> TAREFA SOLICITADA
Com base no trecho citado sobre a morte de Malli, responda:
(a) Em quais redes o texto pede que o cadáver não seja exibido?
(b) Há quanto tempo ocorreu o almoço compartilhado com Malli?
(c) O que truncou a vida de Malli, e em que local?

> TRECHO CITADO
No dia que eu morrer, peço que meu cadáver não seja exibido no facebook, twitter, ou youtube. Peço que ninguém compartilhe imagens de meus restos mortais e nem curta eles. Pelo nome da decência humana, pelo bem de meus familiares e amigos, peço, suplico, que ninguém as venda aos meios de comunicação.
 
Um pedido redundante? Qualquer ser humano ético pensaria que sim. No entanto, não poucas vezes, a índole sagrada da morte é profanada quando uma vida termina durante o exercício de esporte extremo.  A já midiática prática do alpinismo fica ainda mais sensacionalista quando a foto de um cadáver oferece uma suculenta carniça para os olhos de leitores carniceiros. 
 
Há apenas três semanas, estive sentada em uma pequena cidade argentina onde compartilhei um almoço e muitas risadas com meu amigo Malli. Comemos um churrasco e brindamos pelo futuro que parecia cintilar nos olhos estrelados dele. Falamos de montanhas e planos e mais planos de escaladas. Não sabíamos que o futuro de Malli não existia.
 
E isso é o que eu gostaria de me recordar de Malli: Sentado na pequena mesa rústica do camping de Fiambalá, disparando risadas que por sua vez revelava a brancura de seu sorriso em seu rosto escuro e bem humorado. Em menos de duas semanas, Malli estava morto. Uma terrível tormenta havia truncado sua vida nas alturas do vulcão Três Cruces.

> DADOS
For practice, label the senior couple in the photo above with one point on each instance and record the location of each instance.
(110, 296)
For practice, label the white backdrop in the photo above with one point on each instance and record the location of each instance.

> RESPOSTA
(a) No facebook, no twitter e no youtube.
(b) Há apenas três semanas.
(c) Uma terrível tormenta, nas alturas do vulcão Três Cruces.